(Some records)
####################

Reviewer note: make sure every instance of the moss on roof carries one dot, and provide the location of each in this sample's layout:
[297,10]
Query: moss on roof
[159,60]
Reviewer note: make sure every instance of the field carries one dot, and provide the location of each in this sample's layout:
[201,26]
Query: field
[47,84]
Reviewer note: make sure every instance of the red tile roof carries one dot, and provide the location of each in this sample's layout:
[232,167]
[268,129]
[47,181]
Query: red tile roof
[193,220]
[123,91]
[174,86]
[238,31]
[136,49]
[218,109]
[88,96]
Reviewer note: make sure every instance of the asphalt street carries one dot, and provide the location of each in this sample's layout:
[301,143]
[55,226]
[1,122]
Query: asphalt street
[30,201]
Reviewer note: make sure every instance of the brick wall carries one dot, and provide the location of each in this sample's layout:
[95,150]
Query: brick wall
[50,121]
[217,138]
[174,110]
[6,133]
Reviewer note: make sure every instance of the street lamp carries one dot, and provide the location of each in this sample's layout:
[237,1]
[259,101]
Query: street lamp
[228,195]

####################

Copy all the data above in full, requests included, and increase both coordinates of each point listed after a "Query:" line by 90. Keep the requests and the sample points after each reviewer note unchanged.

In response.
Reviewer note: make sure every instance of the moss on roof carries one dot, and provide the location of each in this sample's layout:
[297,10]
Query: moss on roof
[249,150]
Reviewer note: make sure every instance of the field carries one dot, and provide the location of each in this sample's layout:
[201,26]
Query: field
[137,174]
Reviewer note: make sure every instance of the red tile roof carries one dot, and provide the location of each in this sample's layout:
[232,167]
[268,129]
[47,181]
Query: red tile roof
[283,310]
[213,181]
[264,176]
[328,121]
[226,139]
[308,199]
[178,186]
Reviewer note: make sure every instance of the asphalt street carries one dot, and provide the location of each in this sample's layout:
[301,143]
[55,226]
[1,122]
Query: asphalt street
[120,291]
Reviewer note: make sure every instance of the brick wall carries one dot, and provide the location of each in this sample's layout:
[95,150]
Query: brick wall
[140,211]
[307,228]
[264,200]
[96,223]
Reviewer note: make sure every instance of the street lamp carries one dot, and provide the location of each in this sample's layout:
[237,1]
[259,101]
Query: street lamp
[318,285]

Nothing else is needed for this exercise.